** Start Exercise data **

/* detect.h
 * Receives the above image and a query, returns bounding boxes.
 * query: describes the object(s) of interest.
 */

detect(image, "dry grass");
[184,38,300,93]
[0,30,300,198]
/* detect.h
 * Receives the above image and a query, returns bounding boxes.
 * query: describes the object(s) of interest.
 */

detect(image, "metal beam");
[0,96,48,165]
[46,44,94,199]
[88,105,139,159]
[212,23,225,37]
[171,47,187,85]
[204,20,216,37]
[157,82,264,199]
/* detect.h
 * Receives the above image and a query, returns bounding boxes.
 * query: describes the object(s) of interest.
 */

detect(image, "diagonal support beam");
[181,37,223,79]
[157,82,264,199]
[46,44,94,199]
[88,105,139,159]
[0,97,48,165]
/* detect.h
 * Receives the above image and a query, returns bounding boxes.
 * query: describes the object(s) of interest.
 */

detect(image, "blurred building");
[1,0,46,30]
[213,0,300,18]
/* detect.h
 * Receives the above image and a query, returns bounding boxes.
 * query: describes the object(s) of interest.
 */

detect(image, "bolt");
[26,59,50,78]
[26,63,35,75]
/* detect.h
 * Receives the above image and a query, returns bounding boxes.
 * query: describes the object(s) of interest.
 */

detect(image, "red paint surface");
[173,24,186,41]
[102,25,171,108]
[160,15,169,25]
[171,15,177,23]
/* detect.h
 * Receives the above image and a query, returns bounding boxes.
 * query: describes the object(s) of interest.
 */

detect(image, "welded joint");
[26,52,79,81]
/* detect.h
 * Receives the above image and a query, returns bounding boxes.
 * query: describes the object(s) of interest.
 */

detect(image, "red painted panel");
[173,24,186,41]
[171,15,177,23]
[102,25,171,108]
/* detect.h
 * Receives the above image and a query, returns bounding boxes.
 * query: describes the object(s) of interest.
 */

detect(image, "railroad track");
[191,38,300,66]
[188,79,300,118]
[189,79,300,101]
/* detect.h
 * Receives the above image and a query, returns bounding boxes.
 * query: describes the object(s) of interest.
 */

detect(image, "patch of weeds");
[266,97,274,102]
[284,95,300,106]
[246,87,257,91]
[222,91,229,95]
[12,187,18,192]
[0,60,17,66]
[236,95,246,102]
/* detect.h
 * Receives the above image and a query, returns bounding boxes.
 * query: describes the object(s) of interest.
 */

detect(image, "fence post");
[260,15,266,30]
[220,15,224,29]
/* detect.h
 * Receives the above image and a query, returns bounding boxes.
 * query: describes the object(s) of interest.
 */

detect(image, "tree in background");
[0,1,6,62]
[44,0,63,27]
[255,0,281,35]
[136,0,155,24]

** End Exercise data **

Goal
Copy all of the entries above line for line, with no changes.

Result
/* detect.h
 * Receives the above image and a query, returns bounding boxes.
 * query: describes the object(s) of interest.
 */

detect(image, "dry grass");
[184,38,300,93]
[0,30,300,198]
/* detect.h
 * Receives the above image and a query, returns bounding boxes.
 * query: describes the object(s) of interest.
 */

detect(image, "metal beam");
[0,96,48,165]
[46,44,94,199]
[88,105,139,159]
[212,23,225,37]
[171,47,187,85]
[204,20,216,37]
[157,82,264,199]
/* detect.h
 * Receives the above image and a query, returns bounding boxes.
 * query: describes the object(s) of interest.
 */

detect(image, "diagonal support beam");
[181,37,223,79]
[157,82,264,199]
[46,44,94,199]
[88,105,139,159]
[0,97,48,165]
/* detect.h
 * Receives the above image and a query, returns bounding boxes.
 * query: describes the object(s) of interest.
 */

detect(image, "blurred building");
[1,0,46,30]
[213,0,300,18]
/* detect.h
 * Receives the above image and a query, returns bounding boxes.
 * query: describes the object(s) of interest.
 */

detect(image, "bolt");
[26,59,50,78]
[26,63,35,75]
/* detect.h
 * Receives the above image and a query, returns bounding boxes.
 * query: describes the object(s) of interest.
 */

detect(image, "red paint surface");
[173,24,186,41]
[102,25,171,108]
[160,15,169,25]
[171,15,177,23]
/* detect.h
 * Receives the above image and a query, returns bounding boxes.
 * query: describes the object(s) of interest.
 */

detect(image, "welded joint");
[26,52,79,81]
/* detect.h
 * Receives the above image and a query, returns bounding boxes.
 * query: describes the object(s) of interest.
 */

detect(image, "red painted panel");
[173,24,186,41]
[171,15,177,23]
[102,25,171,108]
/* detect.h
 * Receives the above image and a query, returns bounding boxes.
 * query: describes the object(s) of interest.
 */

detect(image, "railroad track");
[191,38,300,66]
[188,79,300,118]
[189,79,300,101]
/* detect.h
 * Receives the above image and a query, returns bounding boxes.
 * query: describes the object(s) of interest.
 */

detect(image, "patch of weeds");
[266,97,274,102]
[284,95,300,106]
[246,87,257,91]
[222,91,229,95]
[12,187,18,192]
[0,60,17,66]
[236,95,246,102]
/* detect.h
 * Receives the above image and a query, returns bounding boxes.
 * query: describes the object(s) of interest.
 */

detect(image, "fence post");
[260,15,266,30]
[220,15,224,29]
/* detect.h
 * Receives the above image and a query, returns bounding boxes.
 * query: describes the object(s) of interest.
 */

detect(image, "tree in background");
[0,1,6,62]
[44,0,63,27]
[255,0,281,35]
[136,0,155,24]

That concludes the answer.